*Given passage:*
.....
June 8, 2000
Return of the housewifeSuzanne Fields
Erica is 23, an investment banker on the fast track of ambition. Not long ago she was struck by a retrograde idea. She no longer wants to climb the ladder of career ambition. She wants to marry that cute guy in the cubicle down the hall.
Shades of Bridget Jones. But Erica is real. Let him stay on the fast track, she muses; I'll take care of the house.
Surely only Phyllis Schlafly could uncover such heresy. Erica is no doubt featured in one of those stodgy conservative family-value magazines. Right? Wrong. Erica is nestled in the pages of the June issue of Cosmopolitan magazine. She's featured with other Cosmo readers with similar dreams. They're called "the new housewife wanna-bes."
You've got to give the Cosmo editors credit for courage in recognizing the enemy and then writing about her. Erica does not want to follow the career path of Helen Gurley Brown, founding femme of the single sexy Cosmo ideal. She wants what most 1950s women wanted: a husband who comes home at the end of the day to a dinner she has prepared herself.
She may serve sautéed scallops in olive oil, a radiccio salad followed by an espresso mousse, instead of macaroni and cheese, iceberg lettuce with Russian dressing and raspberry Jell-O topped with Cool Whip, but she's eager to hear the mantra: "Hon, I'm home."
These housewife wannabes were discovered by market researchers who track such trends. Youth Intelligence, a tracking firm in New York City, finds that 68 percent of 3,000 married and single women between the ages of 18 and 34 prefer the domestic life if only they could afford it. Another poll, this one by Cosmo, of 800 women found the same trend: Two-thirds would prefer the quality of full-time home life to moving up the hierarchy of ambition in a corporate office.
.....
*Supplied records:*

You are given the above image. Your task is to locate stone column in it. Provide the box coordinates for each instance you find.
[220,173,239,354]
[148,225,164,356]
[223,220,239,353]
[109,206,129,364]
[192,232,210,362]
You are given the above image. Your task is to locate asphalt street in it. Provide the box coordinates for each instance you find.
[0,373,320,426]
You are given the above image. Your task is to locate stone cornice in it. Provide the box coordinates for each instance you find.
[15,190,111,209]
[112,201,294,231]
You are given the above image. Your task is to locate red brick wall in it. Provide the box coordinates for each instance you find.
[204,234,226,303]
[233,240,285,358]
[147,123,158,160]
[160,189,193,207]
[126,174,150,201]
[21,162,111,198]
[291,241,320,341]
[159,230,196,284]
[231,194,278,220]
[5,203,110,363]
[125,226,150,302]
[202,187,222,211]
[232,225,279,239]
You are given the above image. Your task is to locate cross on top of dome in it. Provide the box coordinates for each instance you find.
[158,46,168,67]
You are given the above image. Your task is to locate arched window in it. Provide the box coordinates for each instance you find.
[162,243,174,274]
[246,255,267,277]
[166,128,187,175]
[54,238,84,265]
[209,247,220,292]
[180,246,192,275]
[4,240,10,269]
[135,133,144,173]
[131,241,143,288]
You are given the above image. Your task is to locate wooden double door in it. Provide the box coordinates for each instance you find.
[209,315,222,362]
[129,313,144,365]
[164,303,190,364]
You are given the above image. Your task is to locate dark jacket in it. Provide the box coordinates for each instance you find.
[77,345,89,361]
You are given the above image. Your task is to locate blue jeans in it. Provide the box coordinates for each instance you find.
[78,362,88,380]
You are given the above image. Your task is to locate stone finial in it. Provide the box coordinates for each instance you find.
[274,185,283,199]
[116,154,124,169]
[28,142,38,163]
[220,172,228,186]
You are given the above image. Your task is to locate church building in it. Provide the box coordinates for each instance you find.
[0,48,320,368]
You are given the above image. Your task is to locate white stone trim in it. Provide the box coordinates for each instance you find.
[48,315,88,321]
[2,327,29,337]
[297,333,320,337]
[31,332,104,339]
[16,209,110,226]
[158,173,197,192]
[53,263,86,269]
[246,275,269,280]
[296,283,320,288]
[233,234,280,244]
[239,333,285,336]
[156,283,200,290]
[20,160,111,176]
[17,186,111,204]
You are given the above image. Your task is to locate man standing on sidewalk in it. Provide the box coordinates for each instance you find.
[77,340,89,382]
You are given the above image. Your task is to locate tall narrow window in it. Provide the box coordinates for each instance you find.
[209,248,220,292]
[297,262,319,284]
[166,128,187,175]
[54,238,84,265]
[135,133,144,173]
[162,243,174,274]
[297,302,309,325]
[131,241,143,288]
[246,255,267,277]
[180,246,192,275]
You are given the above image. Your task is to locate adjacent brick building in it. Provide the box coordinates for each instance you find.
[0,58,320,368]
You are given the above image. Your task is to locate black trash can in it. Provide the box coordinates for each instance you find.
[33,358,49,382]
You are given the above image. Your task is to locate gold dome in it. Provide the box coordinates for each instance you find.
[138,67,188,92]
.....
*Assignment:* Using the column on the return of the housewife, explain in one to three sentences why the writer says the Cosmopolitan editors deserve credit.

*Written reply:* The editors deserve credit for courage in recognizing the enemy and then writing about her. Erica, featured in their own magazine, rejects the career path of Helen Gurley Brown, founding femme of the single sexy Cosmo ideal. She wants instead what most 1950s women wanted: a husband who comes home at the end of the day to a dinner she has prepared herself.